Excerpt to read:
+ + + + +
Lawmakers press nursing home chains on corporate spending amid staffing rule fight

May 6, 2024

Congressional Democrats demanded information about the corporate spending by the operators of three of the country’s largest public, for-profit nursing homes, after the companies said they can’t afford the Biden administration’s new minimum staffing threshold

In letters sent to the companies Sunday, Sens. Elizabeth Warren (D-Mass.), Richard Blumenthal (D-Conn.) and Bernie Sanders (I-Vt.), along with Reps. Lloyd Doggett (D-Texas) and Jan Schakowsky (D-Ill.) pressed for information about buyouts, dividends, and salaries to executives and shareholders. 

The lawmakers aim to contrast that with the salaries for nurses and nursing aides, amid widespread industry opposition to the new staffing requirements because they are too costly.  

“These two competing claims do not add up,” the lawmakers wrote, noting that the industry “diverts hundreds of millions of dollars in cash away from nursing home staff and patient care, and into the pockets of company executives and shareholders.” 

The lawmakers demand the three companies answer how they determine executive compensation and whether it is influenced by quality of care or profits. The letters also ask for answers on the three companies’ average pay and tenure for their registered nurses and nurse aides.

Since 2018, National Healthcare Corp., the Ensign Group Inc. and Brookdale Senior Living Inc. have paid out nearly $650 million in stock buybacks, dividend payments, and other financial rewards to top executives, including nearly $118 for Brookdale Senior Living, $300 million for the Ensign Group and over $226 million for National HealthCare Corp.
+ + + + +
Recorded information:
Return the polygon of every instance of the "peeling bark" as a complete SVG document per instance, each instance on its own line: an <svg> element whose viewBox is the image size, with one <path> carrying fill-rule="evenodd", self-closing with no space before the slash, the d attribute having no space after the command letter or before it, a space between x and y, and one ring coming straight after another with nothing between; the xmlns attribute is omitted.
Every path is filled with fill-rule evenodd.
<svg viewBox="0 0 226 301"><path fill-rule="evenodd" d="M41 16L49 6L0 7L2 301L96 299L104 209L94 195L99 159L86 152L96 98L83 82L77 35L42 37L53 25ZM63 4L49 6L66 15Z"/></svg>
+ + + + +
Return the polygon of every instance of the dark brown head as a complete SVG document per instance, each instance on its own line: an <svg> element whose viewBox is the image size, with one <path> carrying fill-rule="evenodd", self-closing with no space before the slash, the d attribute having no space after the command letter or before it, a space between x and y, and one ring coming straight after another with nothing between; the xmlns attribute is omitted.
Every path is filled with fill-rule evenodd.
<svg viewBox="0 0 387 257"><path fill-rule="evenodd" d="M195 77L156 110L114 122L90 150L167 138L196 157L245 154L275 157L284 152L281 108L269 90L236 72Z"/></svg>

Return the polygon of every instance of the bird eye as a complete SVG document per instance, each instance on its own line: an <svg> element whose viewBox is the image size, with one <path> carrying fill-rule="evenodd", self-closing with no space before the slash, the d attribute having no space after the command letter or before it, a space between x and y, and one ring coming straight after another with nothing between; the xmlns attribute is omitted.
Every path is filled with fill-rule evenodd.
+ + + + +
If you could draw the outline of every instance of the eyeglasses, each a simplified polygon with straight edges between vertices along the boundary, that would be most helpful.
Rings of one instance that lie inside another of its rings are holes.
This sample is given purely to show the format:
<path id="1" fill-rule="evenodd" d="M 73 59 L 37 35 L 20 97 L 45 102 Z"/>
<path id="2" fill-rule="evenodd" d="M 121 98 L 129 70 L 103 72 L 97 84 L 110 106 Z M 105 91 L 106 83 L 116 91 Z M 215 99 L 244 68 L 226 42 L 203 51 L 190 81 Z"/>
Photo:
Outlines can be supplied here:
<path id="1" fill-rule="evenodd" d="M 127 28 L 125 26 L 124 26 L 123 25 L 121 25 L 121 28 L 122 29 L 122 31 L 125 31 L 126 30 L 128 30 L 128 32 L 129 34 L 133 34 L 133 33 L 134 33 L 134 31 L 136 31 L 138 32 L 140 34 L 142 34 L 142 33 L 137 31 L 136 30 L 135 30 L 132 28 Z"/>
+ + + + +
Task details: Resume the news article about lawmakers pressing nursing home chains on corporate spending, beginning right after its last sentence.

Answer area:
The lawmakers said that level of executive spending undermines “the claim that nursing homes cannot afford to pay for enough staff” to meet the new rule. 

Last month, the Biden administration announced a final rule requiring nursing homes to have minimum levels of front-line caregivers for the first time or face financial penalties. 

Among other provisions, the final rule will also require facilities to have a registered nurse on staff 24 hours per day, seven days per week. The rule requires nursing homes to provide each resident a minimum of 0.55 hours of care from a registered nurse and 2.45 hours from a certified nursing assistant every day. 

The rule is aimed at addressing nursing homes that are chronically understaffed, which can lead to substandard or unsafe care. The rule’s requirements will be introduced in phases, with longer timeframes for rural communities. 

Advocates have been calling for a minimum staffing requirement for more than two decades, arguing that residents are safer and have better care with more staff, but the industry had successfully resisted.